_WHAT IS REQUIRED_:
List every line of the rows below that contains the word "jersey".

[Data records]

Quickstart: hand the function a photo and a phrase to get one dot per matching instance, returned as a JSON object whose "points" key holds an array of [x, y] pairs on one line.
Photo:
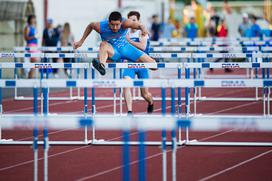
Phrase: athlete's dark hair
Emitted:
{"points": [[134, 13], [115, 16], [29, 18]]}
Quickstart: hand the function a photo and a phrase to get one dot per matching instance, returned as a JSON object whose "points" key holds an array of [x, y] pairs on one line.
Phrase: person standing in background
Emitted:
{"points": [[222, 29], [67, 39], [155, 28], [255, 29], [31, 38], [51, 38], [244, 27], [167, 29], [230, 17], [212, 21], [191, 29], [198, 12]]}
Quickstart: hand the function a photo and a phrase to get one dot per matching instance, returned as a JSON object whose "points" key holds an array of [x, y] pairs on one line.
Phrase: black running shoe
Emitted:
{"points": [[150, 108], [99, 67]]}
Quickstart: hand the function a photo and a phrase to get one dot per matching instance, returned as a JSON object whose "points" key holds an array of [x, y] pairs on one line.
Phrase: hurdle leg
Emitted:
{"points": [[264, 101], [114, 93], [121, 94], [164, 153], [173, 134], [142, 168], [35, 133], [126, 156], [179, 105], [187, 102], [85, 107], [45, 135], [268, 102], [93, 106]]}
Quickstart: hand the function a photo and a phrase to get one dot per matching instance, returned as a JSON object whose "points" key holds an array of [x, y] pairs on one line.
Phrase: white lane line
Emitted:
{"points": [[57, 154], [236, 165], [231, 108], [30, 161], [147, 158]]}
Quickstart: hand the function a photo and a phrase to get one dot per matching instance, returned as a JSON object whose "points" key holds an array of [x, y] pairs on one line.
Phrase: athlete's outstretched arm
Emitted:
{"points": [[92, 26], [135, 25]]}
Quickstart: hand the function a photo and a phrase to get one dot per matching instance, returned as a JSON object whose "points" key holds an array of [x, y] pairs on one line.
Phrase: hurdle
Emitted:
{"points": [[175, 83], [152, 49], [143, 125], [179, 66]]}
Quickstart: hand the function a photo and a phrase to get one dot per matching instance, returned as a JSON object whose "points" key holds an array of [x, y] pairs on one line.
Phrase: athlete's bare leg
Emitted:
{"points": [[148, 97], [128, 97], [105, 51], [147, 59]]}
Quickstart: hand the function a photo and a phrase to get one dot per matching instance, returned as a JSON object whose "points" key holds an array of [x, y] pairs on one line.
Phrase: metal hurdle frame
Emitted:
{"points": [[256, 123], [176, 83], [154, 49]]}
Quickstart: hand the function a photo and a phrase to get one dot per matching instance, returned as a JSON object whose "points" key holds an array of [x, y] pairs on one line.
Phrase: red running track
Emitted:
{"points": [[104, 162]]}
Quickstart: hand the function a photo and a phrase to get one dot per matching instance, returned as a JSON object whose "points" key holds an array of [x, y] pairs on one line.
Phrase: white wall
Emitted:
{"points": [[80, 13], [38, 5]]}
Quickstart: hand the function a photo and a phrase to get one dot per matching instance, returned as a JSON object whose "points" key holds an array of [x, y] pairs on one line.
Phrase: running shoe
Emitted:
{"points": [[99, 67], [150, 108]]}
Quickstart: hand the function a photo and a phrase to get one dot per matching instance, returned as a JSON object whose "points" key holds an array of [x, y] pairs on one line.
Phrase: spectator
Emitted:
{"points": [[155, 28], [191, 29], [67, 39], [222, 30], [212, 21], [198, 12], [167, 29], [230, 17], [31, 38], [244, 27], [51, 38], [255, 29]]}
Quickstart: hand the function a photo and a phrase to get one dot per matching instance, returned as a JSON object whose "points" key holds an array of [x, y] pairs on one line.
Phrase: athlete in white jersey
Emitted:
{"points": [[141, 42]]}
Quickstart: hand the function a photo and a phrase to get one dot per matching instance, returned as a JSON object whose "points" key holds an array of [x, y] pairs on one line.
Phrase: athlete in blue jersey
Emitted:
{"points": [[140, 41], [114, 45], [31, 38]]}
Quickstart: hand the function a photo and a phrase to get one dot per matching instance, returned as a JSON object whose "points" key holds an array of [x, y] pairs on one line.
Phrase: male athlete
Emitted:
{"points": [[114, 44], [137, 39]]}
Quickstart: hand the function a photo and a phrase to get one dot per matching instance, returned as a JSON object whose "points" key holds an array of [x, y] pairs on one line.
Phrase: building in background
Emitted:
{"points": [[13, 16]]}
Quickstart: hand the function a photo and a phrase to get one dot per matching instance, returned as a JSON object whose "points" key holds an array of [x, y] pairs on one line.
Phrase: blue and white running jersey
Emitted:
{"points": [[117, 39], [135, 36]]}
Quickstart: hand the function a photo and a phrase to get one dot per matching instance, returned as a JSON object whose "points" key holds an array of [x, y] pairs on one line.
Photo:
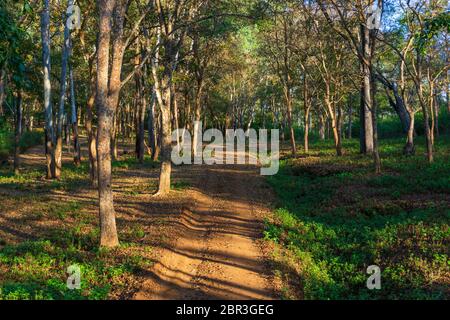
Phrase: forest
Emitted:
{"points": [[96, 98]]}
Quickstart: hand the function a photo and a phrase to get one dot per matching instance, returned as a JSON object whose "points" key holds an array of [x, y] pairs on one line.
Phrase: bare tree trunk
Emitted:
{"points": [[436, 107], [62, 98], [2, 89], [151, 124], [106, 110], [367, 94], [376, 153], [18, 133], [321, 126], [92, 137], [350, 118], [166, 162], [49, 133], [409, 148], [76, 141], [307, 105], [289, 120], [425, 111]]}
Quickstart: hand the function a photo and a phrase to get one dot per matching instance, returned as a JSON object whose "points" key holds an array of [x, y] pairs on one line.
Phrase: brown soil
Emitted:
{"points": [[204, 239], [216, 255]]}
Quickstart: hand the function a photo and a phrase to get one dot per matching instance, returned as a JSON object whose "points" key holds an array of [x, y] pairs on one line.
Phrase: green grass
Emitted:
{"points": [[36, 270], [336, 218]]}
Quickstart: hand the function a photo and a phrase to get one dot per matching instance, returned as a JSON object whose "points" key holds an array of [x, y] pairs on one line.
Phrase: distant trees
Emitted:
{"points": [[140, 68]]}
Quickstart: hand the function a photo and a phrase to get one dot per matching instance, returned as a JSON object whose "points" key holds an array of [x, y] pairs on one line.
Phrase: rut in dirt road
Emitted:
{"points": [[216, 255]]}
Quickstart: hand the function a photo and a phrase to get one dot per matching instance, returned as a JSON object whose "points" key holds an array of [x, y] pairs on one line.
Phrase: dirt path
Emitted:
{"points": [[212, 229], [217, 255]]}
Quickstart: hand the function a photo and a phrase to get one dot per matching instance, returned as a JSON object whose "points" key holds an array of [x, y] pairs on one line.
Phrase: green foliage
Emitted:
{"points": [[338, 223], [433, 26], [30, 139]]}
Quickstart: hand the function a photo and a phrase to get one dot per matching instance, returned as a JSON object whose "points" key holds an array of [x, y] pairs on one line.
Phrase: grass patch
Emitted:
{"points": [[335, 218]]}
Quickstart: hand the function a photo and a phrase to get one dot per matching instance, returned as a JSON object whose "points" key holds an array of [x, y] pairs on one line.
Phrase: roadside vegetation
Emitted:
{"points": [[334, 217]]}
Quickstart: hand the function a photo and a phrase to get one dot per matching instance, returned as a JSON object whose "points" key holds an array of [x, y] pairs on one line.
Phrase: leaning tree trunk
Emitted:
{"points": [[62, 98], [49, 132], [18, 133]]}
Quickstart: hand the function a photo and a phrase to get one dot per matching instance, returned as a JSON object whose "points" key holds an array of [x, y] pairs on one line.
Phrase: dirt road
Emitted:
{"points": [[205, 238], [216, 255]]}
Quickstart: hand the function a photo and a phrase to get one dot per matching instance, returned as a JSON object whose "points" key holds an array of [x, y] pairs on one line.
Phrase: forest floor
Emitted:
{"points": [[203, 241], [225, 232]]}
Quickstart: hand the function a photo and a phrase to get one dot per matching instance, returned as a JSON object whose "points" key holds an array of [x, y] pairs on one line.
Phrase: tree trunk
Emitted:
{"points": [[367, 94], [151, 125], [321, 127], [62, 98], [289, 120], [18, 132], [307, 105], [350, 118], [92, 137], [166, 162], [435, 108], [49, 132], [2, 89], [105, 109], [76, 141], [409, 148], [425, 111]]}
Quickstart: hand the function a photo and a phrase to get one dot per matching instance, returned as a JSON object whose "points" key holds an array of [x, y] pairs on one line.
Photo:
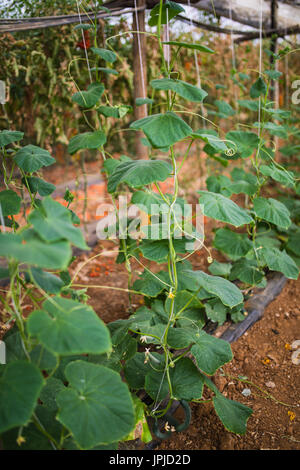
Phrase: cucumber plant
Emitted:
{"points": [[72, 382]]}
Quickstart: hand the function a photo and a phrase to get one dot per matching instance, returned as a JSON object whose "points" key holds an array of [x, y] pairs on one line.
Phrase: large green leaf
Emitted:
{"points": [[138, 173], [226, 291], [210, 353], [67, 327], [31, 158], [286, 178], [7, 137], [88, 98], [243, 142], [169, 10], [183, 89], [30, 248], [234, 415], [87, 140], [258, 88], [53, 222], [38, 185], [47, 281], [105, 54], [196, 46], [277, 260], [272, 211], [246, 271], [10, 202], [96, 406], [235, 245], [163, 130], [20, 386], [221, 208], [187, 382]]}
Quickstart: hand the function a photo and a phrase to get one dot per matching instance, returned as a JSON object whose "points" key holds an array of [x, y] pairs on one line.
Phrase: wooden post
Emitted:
{"points": [[140, 74], [274, 95]]}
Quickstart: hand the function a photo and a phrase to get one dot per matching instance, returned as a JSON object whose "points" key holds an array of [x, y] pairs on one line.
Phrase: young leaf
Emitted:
{"points": [[105, 54], [183, 89], [31, 158], [221, 208], [104, 408], [53, 223], [235, 245], [87, 140], [88, 99], [20, 386], [163, 130], [138, 173], [258, 88], [234, 415], [7, 137], [10, 202], [277, 260], [272, 211], [67, 327], [187, 45]]}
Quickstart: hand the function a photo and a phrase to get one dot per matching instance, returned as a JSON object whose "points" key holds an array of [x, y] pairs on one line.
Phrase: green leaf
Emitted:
{"points": [[244, 142], [31, 158], [234, 415], [163, 130], [246, 271], [7, 137], [186, 45], [187, 382], [258, 88], [10, 202], [286, 178], [88, 99], [221, 208], [272, 211], [169, 11], [226, 291], [47, 281], [277, 260], [224, 108], [87, 140], [249, 104], [30, 248], [67, 327], [138, 173], [96, 406], [105, 54], [53, 222], [210, 137], [273, 74], [141, 101], [149, 285], [216, 311], [210, 353], [183, 89], [20, 386], [106, 70], [235, 245], [219, 269], [38, 185]]}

_WRITTEN ANSWER_:
Phrase: athlete in white jersey
Phrase: athlete in blue jersey
Phrase: blue and white running jersey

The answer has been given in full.